> Source data
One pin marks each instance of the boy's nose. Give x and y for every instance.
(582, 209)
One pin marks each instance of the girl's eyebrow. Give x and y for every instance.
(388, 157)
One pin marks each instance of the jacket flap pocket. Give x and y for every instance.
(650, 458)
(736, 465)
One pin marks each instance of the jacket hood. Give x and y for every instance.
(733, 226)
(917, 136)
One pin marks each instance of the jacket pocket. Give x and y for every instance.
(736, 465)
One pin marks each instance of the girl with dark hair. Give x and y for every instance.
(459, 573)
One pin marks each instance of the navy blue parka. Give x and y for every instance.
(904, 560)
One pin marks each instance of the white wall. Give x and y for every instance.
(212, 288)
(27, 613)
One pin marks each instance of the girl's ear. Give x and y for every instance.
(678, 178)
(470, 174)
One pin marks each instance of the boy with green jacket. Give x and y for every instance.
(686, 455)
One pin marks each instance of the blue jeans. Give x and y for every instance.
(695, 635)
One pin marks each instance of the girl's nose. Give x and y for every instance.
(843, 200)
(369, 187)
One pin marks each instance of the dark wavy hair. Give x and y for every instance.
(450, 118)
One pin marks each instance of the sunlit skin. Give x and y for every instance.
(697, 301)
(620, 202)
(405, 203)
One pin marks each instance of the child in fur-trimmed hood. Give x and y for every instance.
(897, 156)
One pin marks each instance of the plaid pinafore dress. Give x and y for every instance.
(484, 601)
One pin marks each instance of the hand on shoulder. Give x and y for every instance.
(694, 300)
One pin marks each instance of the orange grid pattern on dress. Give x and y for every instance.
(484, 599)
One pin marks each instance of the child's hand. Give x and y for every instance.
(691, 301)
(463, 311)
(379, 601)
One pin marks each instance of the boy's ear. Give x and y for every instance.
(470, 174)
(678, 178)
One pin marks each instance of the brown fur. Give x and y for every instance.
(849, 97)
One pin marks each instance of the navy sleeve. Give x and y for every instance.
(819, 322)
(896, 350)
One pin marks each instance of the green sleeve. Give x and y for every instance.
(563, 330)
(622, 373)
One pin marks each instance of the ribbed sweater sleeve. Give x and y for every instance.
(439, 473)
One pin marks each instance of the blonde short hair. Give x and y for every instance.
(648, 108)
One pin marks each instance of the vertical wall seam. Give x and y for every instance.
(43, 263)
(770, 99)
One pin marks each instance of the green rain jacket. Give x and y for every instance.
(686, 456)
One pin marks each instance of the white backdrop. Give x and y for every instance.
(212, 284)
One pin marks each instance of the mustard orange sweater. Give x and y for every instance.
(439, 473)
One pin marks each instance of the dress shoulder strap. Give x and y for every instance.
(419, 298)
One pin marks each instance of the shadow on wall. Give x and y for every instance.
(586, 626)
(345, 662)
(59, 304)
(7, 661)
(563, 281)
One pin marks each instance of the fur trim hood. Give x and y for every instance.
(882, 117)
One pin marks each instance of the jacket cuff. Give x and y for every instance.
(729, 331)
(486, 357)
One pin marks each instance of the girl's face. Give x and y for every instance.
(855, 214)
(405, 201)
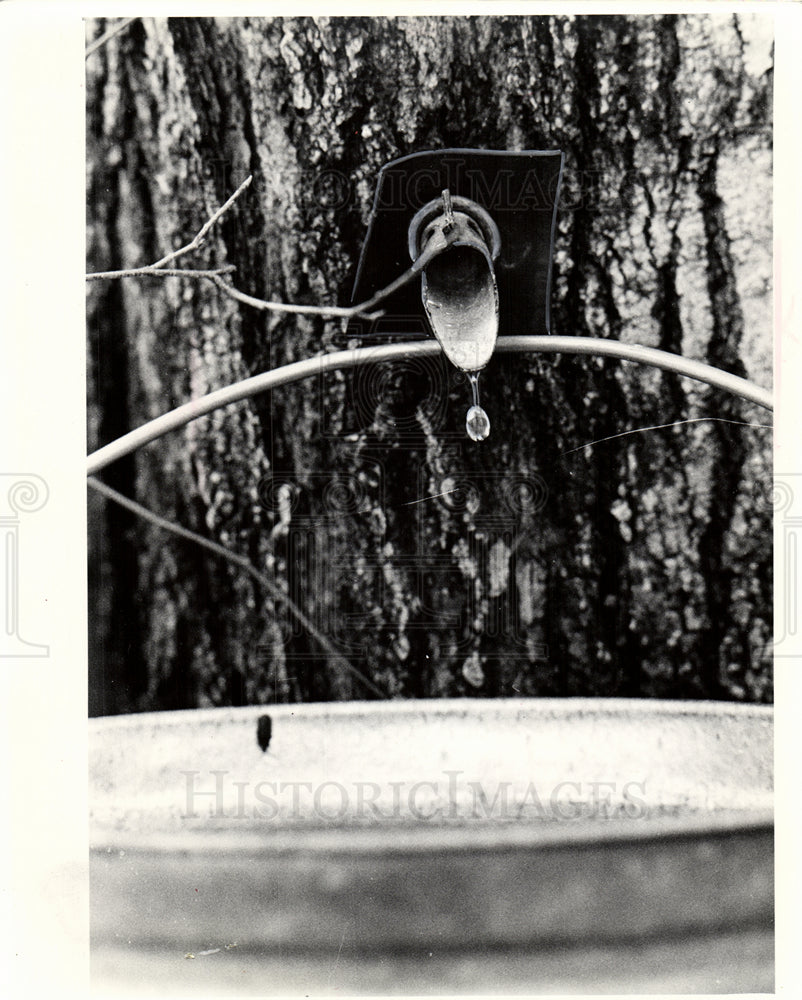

> What the task requires
Please write out exactly the lines from the one containing "One pin marks each instance of the shadow" through the last line of the records above, and leave out any pictures.

> Result
One pin marks each instance of the shadow on wall. Give x and y for every instance.
(586, 626)
(345, 662)
(59, 304)
(7, 661)
(563, 281)
One pin marks each instance of the fur trim hood. Give x and y for every instance.
(882, 117)
One pin marks each instance of the jacket cuff. Give x and y for every instance.
(729, 331)
(486, 357)
One pin marks each instance of the girl's face. Give x and y for every instance.
(855, 214)
(405, 201)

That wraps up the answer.